Entries taken from a collection
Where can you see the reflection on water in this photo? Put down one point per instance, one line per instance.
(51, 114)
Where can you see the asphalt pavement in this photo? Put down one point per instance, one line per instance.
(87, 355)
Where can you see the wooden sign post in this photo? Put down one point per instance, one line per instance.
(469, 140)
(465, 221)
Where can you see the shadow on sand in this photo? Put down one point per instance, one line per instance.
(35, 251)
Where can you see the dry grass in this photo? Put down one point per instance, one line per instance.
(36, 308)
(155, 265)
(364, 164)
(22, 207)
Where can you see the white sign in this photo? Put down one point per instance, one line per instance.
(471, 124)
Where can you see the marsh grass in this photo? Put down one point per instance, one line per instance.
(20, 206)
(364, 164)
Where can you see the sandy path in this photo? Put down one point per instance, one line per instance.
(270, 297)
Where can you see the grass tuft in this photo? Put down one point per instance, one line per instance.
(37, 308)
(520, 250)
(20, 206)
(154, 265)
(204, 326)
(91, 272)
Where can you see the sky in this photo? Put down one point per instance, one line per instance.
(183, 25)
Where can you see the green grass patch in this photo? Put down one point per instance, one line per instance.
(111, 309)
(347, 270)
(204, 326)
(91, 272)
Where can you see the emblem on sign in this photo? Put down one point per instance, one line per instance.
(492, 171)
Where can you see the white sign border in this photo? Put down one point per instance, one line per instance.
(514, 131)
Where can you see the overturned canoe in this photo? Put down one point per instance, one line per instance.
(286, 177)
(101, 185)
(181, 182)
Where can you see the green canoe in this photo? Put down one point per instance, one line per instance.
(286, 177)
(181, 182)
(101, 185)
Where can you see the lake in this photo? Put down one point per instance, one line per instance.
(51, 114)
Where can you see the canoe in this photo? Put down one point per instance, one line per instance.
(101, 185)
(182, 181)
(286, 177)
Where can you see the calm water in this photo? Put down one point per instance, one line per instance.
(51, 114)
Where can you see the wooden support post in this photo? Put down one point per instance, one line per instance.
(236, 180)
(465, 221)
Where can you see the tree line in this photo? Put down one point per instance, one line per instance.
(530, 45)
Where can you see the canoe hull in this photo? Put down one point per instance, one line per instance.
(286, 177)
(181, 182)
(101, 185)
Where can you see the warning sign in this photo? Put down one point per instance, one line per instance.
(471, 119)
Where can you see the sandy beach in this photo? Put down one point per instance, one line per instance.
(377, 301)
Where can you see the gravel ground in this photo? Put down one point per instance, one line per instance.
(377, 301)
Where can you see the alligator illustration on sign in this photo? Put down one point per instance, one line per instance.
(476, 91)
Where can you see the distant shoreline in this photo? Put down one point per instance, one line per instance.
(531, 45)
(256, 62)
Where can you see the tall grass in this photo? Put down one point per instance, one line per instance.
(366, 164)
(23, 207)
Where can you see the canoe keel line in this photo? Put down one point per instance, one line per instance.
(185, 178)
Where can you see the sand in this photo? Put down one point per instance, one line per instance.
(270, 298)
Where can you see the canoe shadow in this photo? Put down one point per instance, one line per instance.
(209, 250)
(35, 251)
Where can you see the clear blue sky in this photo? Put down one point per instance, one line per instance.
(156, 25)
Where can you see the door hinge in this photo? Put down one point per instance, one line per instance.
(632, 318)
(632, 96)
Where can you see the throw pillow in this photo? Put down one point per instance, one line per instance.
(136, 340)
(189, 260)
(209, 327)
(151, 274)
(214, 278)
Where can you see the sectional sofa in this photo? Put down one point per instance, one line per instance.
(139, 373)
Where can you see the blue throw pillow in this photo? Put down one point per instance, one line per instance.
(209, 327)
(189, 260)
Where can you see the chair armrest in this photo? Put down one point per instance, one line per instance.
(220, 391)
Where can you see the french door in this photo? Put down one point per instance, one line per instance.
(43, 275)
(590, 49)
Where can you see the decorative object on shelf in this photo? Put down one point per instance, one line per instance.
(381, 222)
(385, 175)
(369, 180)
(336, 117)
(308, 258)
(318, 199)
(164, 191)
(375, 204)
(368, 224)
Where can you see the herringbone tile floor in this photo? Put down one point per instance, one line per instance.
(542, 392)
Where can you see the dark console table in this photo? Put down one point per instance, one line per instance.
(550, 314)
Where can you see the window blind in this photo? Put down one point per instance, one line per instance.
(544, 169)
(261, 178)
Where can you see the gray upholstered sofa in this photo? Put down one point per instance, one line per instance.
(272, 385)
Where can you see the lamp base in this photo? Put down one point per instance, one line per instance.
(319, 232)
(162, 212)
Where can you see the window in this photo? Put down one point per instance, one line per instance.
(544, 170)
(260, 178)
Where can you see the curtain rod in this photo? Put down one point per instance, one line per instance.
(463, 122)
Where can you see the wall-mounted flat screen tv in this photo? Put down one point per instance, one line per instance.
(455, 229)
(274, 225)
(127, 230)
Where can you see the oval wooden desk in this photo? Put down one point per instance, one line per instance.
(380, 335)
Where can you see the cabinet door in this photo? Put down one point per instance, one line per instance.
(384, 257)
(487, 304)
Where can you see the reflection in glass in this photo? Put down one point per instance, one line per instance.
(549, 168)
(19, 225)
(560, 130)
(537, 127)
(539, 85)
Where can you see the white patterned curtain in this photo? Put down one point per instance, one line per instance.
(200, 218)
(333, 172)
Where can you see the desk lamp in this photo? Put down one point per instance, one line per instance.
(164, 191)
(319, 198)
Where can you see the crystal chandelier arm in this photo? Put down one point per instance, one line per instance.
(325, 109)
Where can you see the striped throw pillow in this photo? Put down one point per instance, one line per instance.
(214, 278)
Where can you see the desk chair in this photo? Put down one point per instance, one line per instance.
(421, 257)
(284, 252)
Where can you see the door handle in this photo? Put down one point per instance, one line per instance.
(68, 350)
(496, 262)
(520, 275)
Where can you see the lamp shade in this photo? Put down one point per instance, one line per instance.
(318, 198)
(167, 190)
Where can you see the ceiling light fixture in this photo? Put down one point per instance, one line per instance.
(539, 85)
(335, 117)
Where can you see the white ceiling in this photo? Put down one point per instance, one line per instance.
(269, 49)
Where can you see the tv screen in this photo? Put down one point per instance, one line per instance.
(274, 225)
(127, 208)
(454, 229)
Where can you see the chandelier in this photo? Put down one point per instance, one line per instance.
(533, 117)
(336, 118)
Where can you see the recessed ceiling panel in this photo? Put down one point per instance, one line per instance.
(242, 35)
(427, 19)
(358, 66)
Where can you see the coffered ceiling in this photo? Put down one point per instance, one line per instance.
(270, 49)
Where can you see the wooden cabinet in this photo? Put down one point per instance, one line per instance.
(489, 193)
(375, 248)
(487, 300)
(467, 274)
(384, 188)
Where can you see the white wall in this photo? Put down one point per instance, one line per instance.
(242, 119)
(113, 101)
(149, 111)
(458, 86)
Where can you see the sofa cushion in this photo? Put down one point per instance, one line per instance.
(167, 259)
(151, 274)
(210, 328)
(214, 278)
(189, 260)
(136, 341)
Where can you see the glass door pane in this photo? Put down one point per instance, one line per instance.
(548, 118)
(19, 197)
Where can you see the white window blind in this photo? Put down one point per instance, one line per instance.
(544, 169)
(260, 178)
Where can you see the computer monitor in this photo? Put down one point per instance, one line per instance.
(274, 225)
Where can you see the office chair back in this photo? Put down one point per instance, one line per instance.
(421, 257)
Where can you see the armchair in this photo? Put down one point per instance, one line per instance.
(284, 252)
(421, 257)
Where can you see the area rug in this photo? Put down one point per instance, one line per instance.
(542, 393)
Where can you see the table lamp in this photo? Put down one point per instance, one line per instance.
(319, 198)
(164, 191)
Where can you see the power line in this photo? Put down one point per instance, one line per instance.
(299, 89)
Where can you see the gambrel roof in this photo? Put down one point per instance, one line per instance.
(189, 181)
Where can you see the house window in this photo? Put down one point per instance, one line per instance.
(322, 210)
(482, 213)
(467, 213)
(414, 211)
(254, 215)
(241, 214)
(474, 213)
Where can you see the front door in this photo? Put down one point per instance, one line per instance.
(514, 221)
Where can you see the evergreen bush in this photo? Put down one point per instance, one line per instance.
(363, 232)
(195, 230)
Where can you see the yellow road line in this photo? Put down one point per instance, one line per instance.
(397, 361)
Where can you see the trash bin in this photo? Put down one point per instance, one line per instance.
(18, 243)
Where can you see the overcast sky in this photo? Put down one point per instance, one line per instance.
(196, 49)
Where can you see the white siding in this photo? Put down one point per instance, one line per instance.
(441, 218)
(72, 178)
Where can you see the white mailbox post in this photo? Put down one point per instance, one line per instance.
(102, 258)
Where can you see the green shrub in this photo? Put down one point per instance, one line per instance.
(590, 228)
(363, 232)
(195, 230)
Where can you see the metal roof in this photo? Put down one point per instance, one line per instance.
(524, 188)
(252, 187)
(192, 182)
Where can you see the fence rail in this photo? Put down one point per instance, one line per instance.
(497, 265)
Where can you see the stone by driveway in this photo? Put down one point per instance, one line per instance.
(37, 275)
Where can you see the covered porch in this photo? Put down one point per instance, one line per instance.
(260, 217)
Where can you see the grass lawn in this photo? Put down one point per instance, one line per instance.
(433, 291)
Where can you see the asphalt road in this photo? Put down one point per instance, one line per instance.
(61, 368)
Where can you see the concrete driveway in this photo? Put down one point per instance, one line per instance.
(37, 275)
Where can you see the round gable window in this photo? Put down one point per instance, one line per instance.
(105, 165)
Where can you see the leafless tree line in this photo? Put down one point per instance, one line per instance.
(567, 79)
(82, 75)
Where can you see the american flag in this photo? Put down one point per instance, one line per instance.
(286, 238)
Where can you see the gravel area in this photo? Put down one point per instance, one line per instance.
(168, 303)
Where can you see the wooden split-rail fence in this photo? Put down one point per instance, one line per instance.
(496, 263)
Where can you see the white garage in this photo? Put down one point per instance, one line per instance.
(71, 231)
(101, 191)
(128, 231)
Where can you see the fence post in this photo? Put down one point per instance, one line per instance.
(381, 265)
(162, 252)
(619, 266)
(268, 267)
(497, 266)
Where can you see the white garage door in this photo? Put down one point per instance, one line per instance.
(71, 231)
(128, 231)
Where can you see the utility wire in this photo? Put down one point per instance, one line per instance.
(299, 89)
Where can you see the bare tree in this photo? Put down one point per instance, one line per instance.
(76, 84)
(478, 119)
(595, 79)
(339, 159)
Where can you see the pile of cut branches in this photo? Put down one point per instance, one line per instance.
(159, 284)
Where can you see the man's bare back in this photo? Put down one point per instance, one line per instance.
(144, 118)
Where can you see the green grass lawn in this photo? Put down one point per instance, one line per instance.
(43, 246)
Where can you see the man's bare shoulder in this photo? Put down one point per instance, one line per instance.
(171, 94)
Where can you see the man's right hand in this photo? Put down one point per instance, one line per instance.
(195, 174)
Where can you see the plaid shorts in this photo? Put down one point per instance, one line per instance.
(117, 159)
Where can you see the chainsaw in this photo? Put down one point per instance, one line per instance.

Written exercise: Output the lines from the line containing "Where can you see the man's bare back" to the end, both included; add nothing.

Final answer:
Where can you see the man's bare back in this photo? Put down one point per instance, one line per instance.
(144, 118)
Where can you see the green grass lawn in this photo? Put down one point per instance, one line per instance.
(43, 246)
Where can you see the man's bare shoulder in this photo? Put down one point per instance, one line per instance.
(171, 94)
Where can you see the man's right hand in this photo? Put down one point per instance, one line per instance.
(195, 174)
Where can you see the plaid shorts in this photo? Put down one point per instance, one line per instance.
(117, 159)
Where can you see the chainsaw in this photo? Put down one point per instance, one line per instance.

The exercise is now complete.